(GIVEN ENTRIES begins)

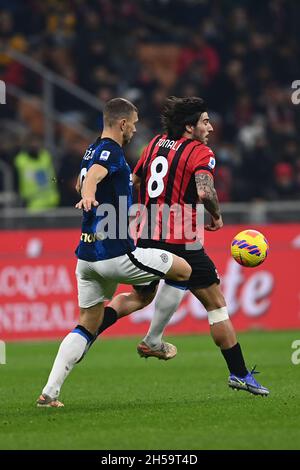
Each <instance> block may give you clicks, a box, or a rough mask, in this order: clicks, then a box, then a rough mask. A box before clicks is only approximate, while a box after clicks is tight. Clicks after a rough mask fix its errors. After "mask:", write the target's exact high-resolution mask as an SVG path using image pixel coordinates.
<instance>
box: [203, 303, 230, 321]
mask: <svg viewBox="0 0 300 470" xmlns="http://www.w3.org/2000/svg"><path fill="white" fill-rule="evenodd" d="M207 317H208V323H209V324H210V326H212V325H215V324H216V323H221V322H223V321H225V320H228V319H229V315H228V309H227V307H226V306H224V307H221V308H216V309H214V310H209V311H208V312H207Z"/></svg>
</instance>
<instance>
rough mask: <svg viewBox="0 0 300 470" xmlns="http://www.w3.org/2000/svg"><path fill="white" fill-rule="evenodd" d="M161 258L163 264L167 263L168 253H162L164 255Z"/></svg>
mask: <svg viewBox="0 0 300 470" xmlns="http://www.w3.org/2000/svg"><path fill="white" fill-rule="evenodd" d="M160 257H161V260H162V262H163V263H167V262H168V260H169V257H168V255H167V254H166V253H162V254H161V255H160Z"/></svg>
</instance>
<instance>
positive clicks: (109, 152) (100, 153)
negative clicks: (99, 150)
mask: <svg viewBox="0 0 300 470" xmlns="http://www.w3.org/2000/svg"><path fill="white" fill-rule="evenodd" d="M109 156H110V152H109V151H108V150H102V152H101V153H100V157H99V160H104V161H106V160H107V159H108V157H109Z"/></svg>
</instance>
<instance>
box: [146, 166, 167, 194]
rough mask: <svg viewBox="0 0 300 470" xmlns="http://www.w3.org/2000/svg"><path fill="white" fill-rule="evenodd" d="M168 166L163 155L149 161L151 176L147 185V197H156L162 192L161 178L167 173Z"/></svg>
mask: <svg viewBox="0 0 300 470" xmlns="http://www.w3.org/2000/svg"><path fill="white" fill-rule="evenodd" d="M168 168H169V164H168V160H167V159H166V158H165V157H156V158H155V159H154V160H153V162H152V163H151V167H150V175H151V176H150V178H149V181H148V186H147V189H148V194H149V197H158V196H159V195H160V194H161V193H162V192H163V190H164V188H165V185H164V181H163V179H164V177H165V176H166V174H167V173H168ZM158 169H159V171H157V170H158Z"/></svg>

(GIVEN ENTRIES ends)

__WHAT THE TASK REQUIRES__. Whenever images occur above, omit them and retype each line exactly as it stands.

__ANSWER FOR THE TASK__.
Each <instance> block may give you clicks, a box, or a rough mask, in this order: clicks, then a box, then a rough mask. A box before clicks is only approximate, while a box after clicks is tight. Clicks after a rough mask fix its errors. After "mask:", write the target's exact high-resolution mask as an SVG path using image pixel coordinates.
<instance>
box: [203, 303, 230, 321]
mask: <svg viewBox="0 0 300 470" xmlns="http://www.w3.org/2000/svg"><path fill="white" fill-rule="evenodd" d="M207 317H208V323H209V324H210V326H212V325H215V324H216V323H221V322H223V321H225V320H228V319H229V315H228V309H227V307H226V306H224V307H221V308H216V309H214V310H209V311H208V312H207Z"/></svg>
</instance>
<instance>
rough mask: <svg viewBox="0 0 300 470" xmlns="http://www.w3.org/2000/svg"><path fill="white" fill-rule="evenodd" d="M161 258L163 264L167 263L168 253H162L164 255Z"/></svg>
mask: <svg viewBox="0 0 300 470" xmlns="http://www.w3.org/2000/svg"><path fill="white" fill-rule="evenodd" d="M160 257H161V260H162V262H163V263H167V262H168V260H169V257H168V255H167V254H166V253H162V254H161V255H160Z"/></svg>
</instance>
<instance>
positive clicks: (109, 152) (100, 153)
negative clicks: (99, 150)
mask: <svg viewBox="0 0 300 470" xmlns="http://www.w3.org/2000/svg"><path fill="white" fill-rule="evenodd" d="M109 156H110V152H109V151H108V150H102V152H101V153H100V157H99V160H104V161H106V160H107V159H108V157H109Z"/></svg>
</instance>
<instance>
box: [146, 166, 167, 194]
rough mask: <svg viewBox="0 0 300 470" xmlns="http://www.w3.org/2000/svg"><path fill="white" fill-rule="evenodd" d="M168 166L163 155L149 161L151 176L147 185V197H156L162 192L161 178L167 173Z"/></svg>
mask: <svg viewBox="0 0 300 470" xmlns="http://www.w3.org/2000/svg"><path fill="white" fill-rule="evenodd" d="M168 168H169V164H168V160H167V159H166V158H165V157H156V158H155V159H154V160H153V162H152V163H151V167H150V175H151V176H150V178H149V181H148V186H147V189H148V194H149V197H158V196H159V195H160V194H161V193H162V192H163V190H164V188H165V185H164V181H163V179H164V177H165V176H166V174H167V173H168ZM158 169H159V171H157V170H158Z"/></svg>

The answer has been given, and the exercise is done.